### Dokument

Essen. Monat für Monat messen Forscher in den Meeren Rekordtemperaturen. Nun verblassen weltweit die Korallenriffe. Warum es trotzdem Hoffnung gibt..
Seit über einem Jahr brechen die Temperaturen in den Weltmeeren alle Rekorde. Es begann mit den Messergebnissen vom 5. März 2023. Seitdem liegt die mittlere Oberflächentemperatur im Nordatlantik an jedem einzelnen Tag höher als jemals zuvor gemessen. Jeden Tag ein Rekord. Es ist das Ausmaß dieser Extreme, das selbst Klimaforscher überrascht.
Die Daten kommen von der US-Klimabehörde NOAA (National Oceanic and Atmospheric Administration). Abertausende Messungen von Satelliten, Schiffen oder Bojen überall auf der Welt sollen ein möglichst genaues Bild von den Temperaturen an der Meeresoberfläche liefern. Schon lange weiß man, dass die Ozeane große Teile der Wärme aufnehmen, die durch den menschengemachten Klimawandel auf der Erde entsteht.

######
### Angezeigte Datensätze

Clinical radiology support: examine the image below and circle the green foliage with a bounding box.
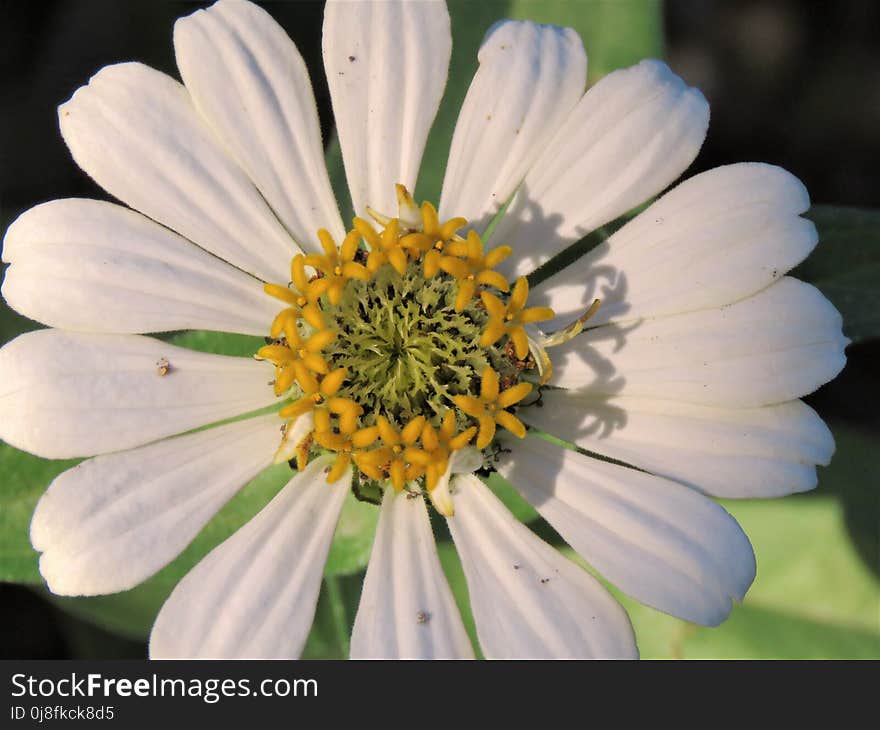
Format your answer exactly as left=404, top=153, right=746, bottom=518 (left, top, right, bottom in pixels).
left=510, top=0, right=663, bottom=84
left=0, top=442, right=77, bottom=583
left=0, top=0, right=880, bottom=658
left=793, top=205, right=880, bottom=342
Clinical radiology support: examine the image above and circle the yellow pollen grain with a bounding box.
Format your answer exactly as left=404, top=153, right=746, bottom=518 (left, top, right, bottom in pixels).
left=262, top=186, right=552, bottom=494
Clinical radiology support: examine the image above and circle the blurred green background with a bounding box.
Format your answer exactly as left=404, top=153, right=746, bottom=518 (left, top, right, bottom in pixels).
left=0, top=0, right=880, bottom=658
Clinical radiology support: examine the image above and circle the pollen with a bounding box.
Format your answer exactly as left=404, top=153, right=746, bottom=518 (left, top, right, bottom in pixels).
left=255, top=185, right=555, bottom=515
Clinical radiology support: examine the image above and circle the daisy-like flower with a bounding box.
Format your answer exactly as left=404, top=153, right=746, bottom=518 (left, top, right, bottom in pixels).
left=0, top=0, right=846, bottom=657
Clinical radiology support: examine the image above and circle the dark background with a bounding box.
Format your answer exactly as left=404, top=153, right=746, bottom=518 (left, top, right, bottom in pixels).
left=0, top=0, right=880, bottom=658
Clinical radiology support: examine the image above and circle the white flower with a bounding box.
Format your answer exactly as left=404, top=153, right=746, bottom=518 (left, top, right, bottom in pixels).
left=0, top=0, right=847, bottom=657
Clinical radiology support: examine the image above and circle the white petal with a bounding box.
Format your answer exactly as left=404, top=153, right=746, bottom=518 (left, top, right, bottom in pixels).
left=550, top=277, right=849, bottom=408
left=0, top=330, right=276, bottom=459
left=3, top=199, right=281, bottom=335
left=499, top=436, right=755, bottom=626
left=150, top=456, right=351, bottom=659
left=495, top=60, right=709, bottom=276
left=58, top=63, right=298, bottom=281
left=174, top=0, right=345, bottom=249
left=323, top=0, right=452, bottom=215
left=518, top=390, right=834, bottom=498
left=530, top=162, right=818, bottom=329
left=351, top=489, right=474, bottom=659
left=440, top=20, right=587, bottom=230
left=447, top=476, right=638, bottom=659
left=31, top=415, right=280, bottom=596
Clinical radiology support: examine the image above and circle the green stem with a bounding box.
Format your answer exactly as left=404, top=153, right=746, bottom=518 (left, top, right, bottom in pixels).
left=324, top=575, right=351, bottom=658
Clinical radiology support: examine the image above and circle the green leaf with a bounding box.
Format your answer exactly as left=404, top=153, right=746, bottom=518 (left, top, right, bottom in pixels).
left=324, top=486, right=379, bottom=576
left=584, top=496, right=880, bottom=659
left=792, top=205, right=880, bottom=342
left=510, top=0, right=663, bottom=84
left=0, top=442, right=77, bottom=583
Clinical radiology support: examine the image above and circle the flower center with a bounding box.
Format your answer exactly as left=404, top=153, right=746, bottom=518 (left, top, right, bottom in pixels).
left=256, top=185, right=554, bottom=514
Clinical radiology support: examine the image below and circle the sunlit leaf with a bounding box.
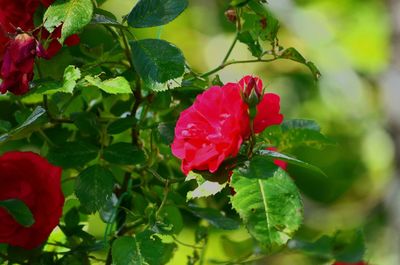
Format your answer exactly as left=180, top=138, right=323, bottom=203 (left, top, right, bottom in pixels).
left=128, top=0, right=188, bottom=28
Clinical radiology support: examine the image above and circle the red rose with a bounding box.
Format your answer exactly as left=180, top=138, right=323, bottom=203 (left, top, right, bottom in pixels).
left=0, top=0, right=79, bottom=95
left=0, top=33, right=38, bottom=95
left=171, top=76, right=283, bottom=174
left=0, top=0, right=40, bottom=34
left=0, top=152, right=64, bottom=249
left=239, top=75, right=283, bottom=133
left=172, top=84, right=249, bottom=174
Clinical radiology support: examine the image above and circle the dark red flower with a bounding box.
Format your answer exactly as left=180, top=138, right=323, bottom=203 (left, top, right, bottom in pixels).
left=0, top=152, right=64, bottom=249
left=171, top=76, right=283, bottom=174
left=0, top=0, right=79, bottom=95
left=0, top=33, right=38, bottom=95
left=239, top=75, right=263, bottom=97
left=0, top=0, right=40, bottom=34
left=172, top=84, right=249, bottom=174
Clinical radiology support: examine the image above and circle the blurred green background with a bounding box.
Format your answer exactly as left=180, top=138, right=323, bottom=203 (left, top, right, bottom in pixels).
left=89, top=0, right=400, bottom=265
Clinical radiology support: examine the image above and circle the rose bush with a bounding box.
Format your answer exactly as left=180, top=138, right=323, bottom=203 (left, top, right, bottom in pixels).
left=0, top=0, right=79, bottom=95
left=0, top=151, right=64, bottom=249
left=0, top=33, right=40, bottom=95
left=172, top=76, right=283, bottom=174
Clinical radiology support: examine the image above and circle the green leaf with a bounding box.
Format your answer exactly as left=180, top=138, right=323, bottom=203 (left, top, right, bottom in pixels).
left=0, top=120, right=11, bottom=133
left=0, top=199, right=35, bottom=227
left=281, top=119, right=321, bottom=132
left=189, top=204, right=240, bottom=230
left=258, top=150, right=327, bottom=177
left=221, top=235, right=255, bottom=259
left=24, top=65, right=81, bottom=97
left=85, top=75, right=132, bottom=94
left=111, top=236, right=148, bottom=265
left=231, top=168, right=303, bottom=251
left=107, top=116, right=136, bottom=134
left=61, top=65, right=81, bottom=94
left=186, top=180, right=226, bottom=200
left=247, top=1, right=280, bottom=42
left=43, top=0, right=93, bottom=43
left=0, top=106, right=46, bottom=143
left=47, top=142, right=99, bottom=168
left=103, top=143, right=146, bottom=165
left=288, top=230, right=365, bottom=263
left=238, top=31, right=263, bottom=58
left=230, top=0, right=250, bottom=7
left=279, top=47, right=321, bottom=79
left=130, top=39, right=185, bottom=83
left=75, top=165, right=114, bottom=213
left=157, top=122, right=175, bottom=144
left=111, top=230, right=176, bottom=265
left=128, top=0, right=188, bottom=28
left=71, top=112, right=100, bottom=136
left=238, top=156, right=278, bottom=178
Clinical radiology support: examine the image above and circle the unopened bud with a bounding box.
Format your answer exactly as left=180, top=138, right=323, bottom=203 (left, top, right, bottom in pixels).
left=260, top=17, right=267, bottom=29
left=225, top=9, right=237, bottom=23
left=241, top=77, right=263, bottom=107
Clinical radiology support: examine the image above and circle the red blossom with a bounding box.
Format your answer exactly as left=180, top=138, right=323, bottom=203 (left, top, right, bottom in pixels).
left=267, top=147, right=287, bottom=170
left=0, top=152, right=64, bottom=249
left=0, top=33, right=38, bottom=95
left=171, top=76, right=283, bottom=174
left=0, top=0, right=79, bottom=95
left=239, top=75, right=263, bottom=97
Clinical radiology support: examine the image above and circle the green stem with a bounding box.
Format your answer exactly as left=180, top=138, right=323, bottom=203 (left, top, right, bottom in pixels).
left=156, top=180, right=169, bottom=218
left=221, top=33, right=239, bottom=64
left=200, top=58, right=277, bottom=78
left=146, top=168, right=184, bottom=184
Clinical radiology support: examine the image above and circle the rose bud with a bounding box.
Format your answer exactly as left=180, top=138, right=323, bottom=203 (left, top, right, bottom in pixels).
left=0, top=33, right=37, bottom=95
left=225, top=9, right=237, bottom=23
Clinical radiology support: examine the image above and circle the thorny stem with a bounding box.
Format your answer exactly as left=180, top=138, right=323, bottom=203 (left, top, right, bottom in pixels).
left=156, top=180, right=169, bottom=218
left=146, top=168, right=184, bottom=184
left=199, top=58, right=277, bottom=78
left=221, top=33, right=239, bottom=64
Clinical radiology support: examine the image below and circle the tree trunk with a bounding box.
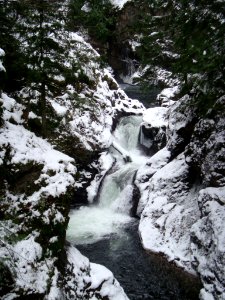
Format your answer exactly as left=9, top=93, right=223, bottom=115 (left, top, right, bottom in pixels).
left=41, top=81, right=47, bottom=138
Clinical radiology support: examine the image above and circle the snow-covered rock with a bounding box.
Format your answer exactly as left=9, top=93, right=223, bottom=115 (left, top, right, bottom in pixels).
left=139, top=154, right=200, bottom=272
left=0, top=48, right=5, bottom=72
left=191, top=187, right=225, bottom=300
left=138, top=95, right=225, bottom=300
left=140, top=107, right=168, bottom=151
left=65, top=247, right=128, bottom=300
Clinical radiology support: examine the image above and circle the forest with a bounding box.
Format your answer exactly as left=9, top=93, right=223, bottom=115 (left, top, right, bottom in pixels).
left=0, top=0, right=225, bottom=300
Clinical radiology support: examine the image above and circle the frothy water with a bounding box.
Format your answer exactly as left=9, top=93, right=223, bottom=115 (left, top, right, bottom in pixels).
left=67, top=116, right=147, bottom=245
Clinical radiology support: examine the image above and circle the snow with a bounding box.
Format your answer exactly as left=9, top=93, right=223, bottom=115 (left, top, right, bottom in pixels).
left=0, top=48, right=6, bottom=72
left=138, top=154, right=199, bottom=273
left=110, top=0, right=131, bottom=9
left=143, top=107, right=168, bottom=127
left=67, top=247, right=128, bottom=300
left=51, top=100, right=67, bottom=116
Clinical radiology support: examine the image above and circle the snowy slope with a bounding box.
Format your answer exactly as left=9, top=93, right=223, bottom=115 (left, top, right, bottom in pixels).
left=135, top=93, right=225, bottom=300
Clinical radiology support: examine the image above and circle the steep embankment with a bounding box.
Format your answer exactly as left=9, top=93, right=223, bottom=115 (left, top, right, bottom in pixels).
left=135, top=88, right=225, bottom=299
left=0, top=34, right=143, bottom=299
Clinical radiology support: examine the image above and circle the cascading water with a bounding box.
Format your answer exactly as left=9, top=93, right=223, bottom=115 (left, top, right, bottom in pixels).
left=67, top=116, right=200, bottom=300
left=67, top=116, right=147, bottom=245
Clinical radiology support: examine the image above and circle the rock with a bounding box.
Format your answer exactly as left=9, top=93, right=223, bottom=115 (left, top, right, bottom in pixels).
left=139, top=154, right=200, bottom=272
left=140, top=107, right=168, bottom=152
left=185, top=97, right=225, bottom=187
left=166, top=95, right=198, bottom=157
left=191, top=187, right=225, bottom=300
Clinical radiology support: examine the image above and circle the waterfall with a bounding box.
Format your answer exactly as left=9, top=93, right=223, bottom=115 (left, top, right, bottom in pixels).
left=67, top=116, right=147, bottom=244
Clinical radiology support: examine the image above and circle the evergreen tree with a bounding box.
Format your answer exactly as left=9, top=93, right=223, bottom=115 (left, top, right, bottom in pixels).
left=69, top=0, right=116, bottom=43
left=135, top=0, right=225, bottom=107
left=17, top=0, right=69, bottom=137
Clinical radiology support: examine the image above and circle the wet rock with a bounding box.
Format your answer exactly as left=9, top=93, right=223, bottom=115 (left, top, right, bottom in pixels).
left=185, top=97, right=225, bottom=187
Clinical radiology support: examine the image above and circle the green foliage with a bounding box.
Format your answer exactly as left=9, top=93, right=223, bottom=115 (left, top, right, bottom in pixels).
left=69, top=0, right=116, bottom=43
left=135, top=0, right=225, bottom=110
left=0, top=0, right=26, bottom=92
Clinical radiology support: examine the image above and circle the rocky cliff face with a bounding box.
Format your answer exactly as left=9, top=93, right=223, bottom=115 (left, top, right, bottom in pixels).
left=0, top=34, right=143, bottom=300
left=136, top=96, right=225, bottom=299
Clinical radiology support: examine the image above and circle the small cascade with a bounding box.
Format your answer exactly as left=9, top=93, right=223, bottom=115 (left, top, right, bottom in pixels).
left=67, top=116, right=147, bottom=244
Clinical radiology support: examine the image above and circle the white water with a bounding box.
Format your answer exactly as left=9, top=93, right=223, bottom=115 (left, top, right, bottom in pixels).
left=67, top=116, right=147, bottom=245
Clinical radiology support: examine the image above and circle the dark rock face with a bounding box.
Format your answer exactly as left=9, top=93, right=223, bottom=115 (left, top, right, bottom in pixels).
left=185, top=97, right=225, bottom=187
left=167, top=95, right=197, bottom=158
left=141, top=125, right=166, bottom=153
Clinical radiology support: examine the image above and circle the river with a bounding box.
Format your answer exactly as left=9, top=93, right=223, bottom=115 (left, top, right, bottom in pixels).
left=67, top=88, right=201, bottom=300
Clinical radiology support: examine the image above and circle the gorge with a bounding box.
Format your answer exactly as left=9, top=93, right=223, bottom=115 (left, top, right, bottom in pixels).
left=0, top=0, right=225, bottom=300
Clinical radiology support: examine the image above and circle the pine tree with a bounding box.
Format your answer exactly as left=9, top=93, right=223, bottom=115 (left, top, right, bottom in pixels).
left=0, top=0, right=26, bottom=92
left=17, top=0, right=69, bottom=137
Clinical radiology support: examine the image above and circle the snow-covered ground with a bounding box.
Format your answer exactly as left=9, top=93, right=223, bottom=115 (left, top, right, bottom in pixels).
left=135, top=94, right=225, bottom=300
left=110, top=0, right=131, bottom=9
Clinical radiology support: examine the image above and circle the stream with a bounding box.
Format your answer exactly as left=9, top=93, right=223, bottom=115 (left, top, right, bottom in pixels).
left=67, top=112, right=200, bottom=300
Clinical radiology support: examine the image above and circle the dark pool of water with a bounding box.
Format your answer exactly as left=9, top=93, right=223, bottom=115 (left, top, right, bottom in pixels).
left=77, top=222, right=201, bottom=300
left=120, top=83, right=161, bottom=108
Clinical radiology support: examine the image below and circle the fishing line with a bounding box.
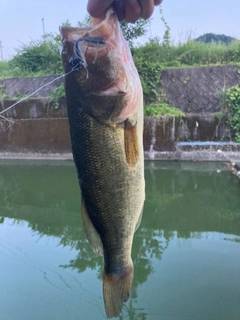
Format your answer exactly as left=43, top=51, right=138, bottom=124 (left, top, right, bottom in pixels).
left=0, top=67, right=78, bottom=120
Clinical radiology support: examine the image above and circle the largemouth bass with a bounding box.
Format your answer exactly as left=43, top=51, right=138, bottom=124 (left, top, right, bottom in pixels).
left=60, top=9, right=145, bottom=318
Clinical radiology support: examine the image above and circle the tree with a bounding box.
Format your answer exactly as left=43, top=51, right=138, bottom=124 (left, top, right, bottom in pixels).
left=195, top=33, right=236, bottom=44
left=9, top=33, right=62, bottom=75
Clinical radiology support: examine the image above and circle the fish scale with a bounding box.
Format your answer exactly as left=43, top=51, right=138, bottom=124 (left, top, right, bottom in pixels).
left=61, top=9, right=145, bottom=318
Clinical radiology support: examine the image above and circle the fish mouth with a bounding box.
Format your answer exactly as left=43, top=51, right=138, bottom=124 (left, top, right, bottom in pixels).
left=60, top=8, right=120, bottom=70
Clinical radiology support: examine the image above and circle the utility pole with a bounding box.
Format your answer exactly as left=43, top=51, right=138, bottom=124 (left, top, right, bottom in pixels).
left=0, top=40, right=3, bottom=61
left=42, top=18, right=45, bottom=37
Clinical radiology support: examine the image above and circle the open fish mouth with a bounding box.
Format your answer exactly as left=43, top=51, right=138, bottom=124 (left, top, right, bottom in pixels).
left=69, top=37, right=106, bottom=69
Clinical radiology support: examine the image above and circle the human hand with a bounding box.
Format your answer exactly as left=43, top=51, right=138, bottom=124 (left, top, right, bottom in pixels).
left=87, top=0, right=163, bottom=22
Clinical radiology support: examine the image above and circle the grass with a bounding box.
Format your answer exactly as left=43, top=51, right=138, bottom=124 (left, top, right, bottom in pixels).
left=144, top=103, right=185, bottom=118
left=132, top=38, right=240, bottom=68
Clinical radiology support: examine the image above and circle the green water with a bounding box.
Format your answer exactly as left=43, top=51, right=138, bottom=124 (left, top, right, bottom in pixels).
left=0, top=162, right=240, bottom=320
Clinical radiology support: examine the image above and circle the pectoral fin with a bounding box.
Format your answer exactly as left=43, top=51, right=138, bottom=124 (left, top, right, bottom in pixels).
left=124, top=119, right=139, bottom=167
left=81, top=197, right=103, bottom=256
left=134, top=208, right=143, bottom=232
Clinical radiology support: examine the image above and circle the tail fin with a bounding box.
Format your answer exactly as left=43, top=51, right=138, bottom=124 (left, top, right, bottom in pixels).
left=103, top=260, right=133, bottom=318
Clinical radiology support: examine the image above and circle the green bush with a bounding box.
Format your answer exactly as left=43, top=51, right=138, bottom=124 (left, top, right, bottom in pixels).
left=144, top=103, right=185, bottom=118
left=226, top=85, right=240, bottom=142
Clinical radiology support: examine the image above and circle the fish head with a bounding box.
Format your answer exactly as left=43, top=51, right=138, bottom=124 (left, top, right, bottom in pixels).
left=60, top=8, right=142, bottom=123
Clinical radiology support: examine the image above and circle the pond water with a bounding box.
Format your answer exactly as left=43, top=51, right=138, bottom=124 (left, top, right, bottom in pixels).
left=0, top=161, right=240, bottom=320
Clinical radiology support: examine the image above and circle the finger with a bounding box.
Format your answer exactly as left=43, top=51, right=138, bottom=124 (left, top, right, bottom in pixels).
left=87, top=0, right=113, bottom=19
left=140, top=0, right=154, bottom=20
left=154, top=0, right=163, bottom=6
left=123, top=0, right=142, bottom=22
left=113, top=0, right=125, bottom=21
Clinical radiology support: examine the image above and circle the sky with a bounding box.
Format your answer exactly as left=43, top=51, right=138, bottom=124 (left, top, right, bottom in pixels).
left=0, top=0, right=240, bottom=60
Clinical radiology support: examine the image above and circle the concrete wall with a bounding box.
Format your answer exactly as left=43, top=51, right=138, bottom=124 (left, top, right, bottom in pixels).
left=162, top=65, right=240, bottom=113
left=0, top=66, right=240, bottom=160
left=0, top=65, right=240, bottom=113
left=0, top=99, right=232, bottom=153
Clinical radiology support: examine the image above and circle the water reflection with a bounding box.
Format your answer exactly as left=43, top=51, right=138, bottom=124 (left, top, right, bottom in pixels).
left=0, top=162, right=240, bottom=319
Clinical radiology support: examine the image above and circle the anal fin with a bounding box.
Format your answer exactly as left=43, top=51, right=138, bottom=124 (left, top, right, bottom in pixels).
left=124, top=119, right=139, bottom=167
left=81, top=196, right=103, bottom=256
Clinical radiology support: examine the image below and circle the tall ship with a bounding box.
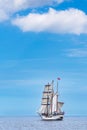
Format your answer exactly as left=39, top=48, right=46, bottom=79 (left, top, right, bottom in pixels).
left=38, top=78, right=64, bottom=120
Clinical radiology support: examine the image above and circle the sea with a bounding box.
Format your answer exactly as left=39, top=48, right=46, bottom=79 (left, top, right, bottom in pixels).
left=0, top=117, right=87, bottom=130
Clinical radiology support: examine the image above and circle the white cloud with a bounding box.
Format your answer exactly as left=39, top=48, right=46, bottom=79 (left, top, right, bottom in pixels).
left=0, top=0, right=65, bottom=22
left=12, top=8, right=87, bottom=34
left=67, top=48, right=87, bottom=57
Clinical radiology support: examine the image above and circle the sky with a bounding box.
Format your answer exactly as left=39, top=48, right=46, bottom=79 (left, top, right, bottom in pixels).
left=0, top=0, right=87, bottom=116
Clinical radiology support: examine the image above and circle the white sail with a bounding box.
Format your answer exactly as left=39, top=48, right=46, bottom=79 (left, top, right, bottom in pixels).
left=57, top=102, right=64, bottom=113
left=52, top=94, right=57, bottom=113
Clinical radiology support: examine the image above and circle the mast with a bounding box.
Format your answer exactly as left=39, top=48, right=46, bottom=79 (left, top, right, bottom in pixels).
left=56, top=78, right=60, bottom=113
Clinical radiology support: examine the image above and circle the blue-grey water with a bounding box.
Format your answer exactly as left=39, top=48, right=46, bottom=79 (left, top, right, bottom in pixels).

######

> [Aufgabenstellung]
**A)** Nenne alle Messmittel, mit denen laut dem Artikel über die Meerestemperaturen weltweit die Temperaturen an der Meeresoberfläche erfasst werden.
**B)** Führe den Artikel über die Meerestemperaturen im Anschluss an seinen letzten Satz weiter.
Die Datensätze sind eigenständiges Material und gehören nicht zum Artikel über die Meerestemperaturen.

> [Antworten je Aufgabe]
**A)** Satelliten, Schiffe, Bojen

**B)**
Wissenschaftler der US-Behörde NOAA: Vierte globale Korallenbleiche hat begonnen
„Ozeane sind ein verdammt guter Indikator für die Klimaerwärmung“, sagt Mojib Latif vom Geomar-Helmholtz-Zentrum für Ozeanforschung in Kiel. Das aktuell auftretende Klimaphänomen El Niño wirke zusätzlich. Allerdings könne dies die hohen Temperaturen im Pazifik und im Indischen Ozean erklären, aber nicht die Erwärmung im Atlantik.
Die Hitze hat nun aber in den Weltmeeren einen Waldbrand unter Wasser entfacht. Vor wenigen Wochen haben Wissenschaftler der NOAA gemeinsam mit der International Coral Reef Initiative (ICRI), einem Netzwerk globaler Korallenriffwissenschaftler, die Öffentlichkeit über ihre neuen Datenauswertungen informiert. Demnach erlebt die Welt derzeit die vierte globale Massenbleiche von Korallenriffen.
Solche Ereignisse seien früher eher selten gewesen. Nun aber ist es das zweite Ereignis dieser Größenordnung in den vergangenen zehn Jahren und das vierte seit dem Jahr 1998.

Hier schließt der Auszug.